DESCRIPTION OF THE TASK:
Tally the lines below that contain "suit". The number is the whole answer.

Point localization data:
------------------------------------

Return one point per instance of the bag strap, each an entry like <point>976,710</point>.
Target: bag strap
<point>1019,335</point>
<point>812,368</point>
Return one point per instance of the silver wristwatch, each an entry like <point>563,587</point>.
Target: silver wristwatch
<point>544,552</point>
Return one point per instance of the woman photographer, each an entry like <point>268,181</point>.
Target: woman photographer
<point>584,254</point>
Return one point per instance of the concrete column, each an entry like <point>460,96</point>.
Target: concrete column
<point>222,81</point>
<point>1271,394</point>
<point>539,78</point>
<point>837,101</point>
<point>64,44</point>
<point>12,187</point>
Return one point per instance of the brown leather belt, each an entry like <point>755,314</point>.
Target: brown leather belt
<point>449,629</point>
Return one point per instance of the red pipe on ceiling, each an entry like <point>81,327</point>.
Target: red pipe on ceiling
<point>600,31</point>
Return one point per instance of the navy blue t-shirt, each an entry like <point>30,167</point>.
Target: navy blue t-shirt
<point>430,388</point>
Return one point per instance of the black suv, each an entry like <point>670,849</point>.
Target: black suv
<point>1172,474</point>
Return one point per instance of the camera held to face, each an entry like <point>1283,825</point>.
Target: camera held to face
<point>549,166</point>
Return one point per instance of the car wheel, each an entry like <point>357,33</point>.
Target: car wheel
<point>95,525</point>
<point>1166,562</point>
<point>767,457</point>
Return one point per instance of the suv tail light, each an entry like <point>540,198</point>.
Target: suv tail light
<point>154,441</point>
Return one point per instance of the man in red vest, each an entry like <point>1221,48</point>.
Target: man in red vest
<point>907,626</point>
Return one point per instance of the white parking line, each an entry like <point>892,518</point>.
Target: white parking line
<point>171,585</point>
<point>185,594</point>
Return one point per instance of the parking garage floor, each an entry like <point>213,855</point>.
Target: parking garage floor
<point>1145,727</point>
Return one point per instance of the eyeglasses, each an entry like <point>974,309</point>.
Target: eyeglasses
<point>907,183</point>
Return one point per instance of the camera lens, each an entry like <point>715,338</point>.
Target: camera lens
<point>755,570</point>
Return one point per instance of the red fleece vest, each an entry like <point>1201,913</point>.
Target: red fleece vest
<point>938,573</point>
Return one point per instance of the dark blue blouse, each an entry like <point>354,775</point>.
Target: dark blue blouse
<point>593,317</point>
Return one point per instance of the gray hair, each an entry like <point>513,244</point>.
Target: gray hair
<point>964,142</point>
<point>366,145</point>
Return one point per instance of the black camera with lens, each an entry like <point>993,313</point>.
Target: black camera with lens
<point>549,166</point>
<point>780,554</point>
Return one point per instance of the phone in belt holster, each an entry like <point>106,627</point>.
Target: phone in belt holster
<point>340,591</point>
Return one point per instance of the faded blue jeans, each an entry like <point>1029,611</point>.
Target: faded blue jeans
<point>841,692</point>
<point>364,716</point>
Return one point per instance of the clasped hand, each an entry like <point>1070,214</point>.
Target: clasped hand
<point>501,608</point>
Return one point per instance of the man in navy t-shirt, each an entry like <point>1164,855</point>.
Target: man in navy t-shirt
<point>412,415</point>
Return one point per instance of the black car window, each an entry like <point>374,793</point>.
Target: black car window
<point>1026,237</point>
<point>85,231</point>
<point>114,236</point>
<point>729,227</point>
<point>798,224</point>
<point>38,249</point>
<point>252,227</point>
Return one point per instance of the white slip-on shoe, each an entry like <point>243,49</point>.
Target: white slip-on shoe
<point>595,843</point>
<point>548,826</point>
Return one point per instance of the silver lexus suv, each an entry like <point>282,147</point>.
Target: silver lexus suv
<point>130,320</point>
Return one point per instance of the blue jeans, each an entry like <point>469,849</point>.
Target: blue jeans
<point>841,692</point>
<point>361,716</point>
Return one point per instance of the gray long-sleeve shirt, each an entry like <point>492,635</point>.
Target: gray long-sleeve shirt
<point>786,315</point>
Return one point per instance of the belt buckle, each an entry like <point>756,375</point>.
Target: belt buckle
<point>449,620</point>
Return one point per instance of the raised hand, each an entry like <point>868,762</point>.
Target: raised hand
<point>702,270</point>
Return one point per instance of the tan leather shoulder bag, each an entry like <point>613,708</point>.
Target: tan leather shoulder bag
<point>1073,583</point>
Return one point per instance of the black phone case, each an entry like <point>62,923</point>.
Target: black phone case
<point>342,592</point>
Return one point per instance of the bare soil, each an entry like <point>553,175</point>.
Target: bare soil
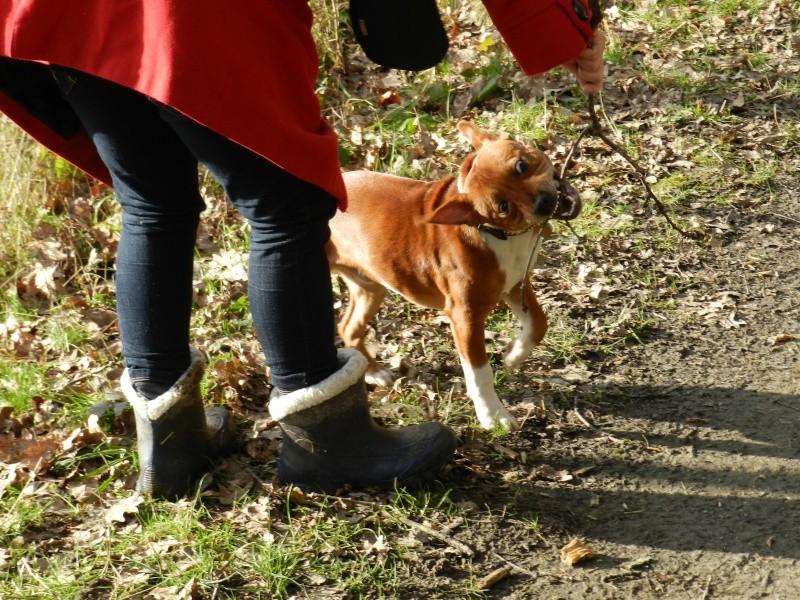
<point>681,454</point>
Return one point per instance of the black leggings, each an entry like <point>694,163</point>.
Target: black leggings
<point>152,153</point>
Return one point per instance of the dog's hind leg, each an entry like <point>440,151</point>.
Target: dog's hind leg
<point>366,297</point>
<point>532,320</point>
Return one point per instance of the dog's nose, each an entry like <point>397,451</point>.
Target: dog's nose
<point>545,204</point>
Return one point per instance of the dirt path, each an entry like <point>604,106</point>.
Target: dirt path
<point>689,487</point>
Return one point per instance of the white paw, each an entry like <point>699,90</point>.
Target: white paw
<point>517,352</point>
<point>499,418</point>
<point>379,378</point>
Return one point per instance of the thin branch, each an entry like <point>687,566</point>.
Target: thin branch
<point>596,129</point>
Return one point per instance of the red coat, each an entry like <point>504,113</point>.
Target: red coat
<point>247,70</point>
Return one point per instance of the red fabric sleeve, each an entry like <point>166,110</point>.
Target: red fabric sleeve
<point>542,34</point>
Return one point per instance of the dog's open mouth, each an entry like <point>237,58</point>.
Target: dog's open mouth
<point>569,201</point>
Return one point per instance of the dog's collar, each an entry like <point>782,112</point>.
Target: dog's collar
<point>501,234</point>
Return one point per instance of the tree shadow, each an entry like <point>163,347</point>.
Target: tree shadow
<point>676,468</point>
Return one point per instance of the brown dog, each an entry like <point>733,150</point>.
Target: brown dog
<point>458,244</point>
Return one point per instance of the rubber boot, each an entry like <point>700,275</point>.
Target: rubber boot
<point>330,438</point>
<point>177,440</point>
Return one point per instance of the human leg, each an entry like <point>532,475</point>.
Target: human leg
<point>155,180</point>
<point>330,438</point>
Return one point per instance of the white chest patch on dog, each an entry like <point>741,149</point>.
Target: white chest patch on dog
<point>512,255</point>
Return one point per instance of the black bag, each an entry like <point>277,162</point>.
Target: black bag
<point>400,34</point>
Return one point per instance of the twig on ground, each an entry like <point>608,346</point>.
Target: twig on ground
<point>453,543</point>
<point>493,578</point>
<point>596,129</point>
<point>583,420</point>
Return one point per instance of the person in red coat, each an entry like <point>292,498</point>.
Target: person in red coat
<point>138,94</point>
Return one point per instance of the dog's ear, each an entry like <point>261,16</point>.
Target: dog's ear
<point>456,212</point>
<point>475,135</point>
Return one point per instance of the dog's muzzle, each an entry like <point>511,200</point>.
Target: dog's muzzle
<point>545,204</point>
<point>569,201</point>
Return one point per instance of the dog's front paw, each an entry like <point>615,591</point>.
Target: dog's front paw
<point>517,352</point>
<point>499,418</point>
<point>379,377</point>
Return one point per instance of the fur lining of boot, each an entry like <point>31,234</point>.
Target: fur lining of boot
<point>354,364</point>
<point>179,394</point>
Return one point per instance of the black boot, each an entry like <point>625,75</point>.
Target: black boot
<point>330,439</point>
<point>177,440</point>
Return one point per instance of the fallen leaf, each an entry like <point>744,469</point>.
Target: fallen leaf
<point>118,512</point>
<point>576,552</point>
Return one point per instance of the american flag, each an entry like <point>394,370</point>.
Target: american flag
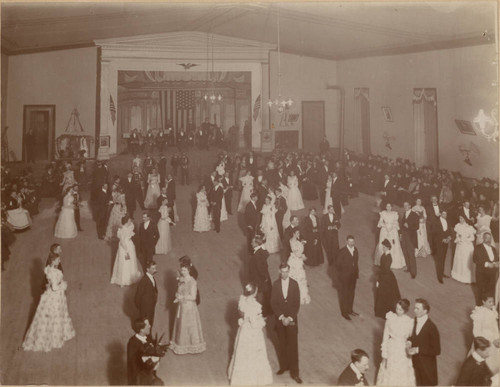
<point>112,109</point>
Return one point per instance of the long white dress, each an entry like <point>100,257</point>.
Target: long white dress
<point>463,267</point>
<point>397,370</point>
<point>294,199</point>
<point>485,324</point>
<point>127,269</point>
<point>249,364</point>
<point>66,225</point>
<point>297,271</point>
<point>270,228</point>
<point>247,184</point>
<point>201,218</point>
<point>389,226</point>
<point>153,192</point>
<point>164,243</point>
<point>51,326</point>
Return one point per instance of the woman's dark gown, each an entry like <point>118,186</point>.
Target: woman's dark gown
<point>387,293</point>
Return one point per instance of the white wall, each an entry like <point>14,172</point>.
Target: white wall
<point>65,78</point>
<point>305,79</point>
<point>463,79</point>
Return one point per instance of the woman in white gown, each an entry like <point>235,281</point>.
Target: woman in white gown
<point>153,189</point>
<point>66,225</point>
<point>485,324</point>
<point>51,326</point>
<point>127,269</point>
<point>463,267</point>
<point>249,364</point>
<point>396,368</point>
<point>246,190</point>
<point>269,226</point>
<point>424,248</point>
<point>294,199</point>
<point>389,226</point>
<point>202,221</point>
<point>164,243</point>
<point>482,225</point>
<point>116,215</point>
<point>296,263</point>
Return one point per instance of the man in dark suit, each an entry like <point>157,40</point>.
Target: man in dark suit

------------------------------------

RESPONSE:
2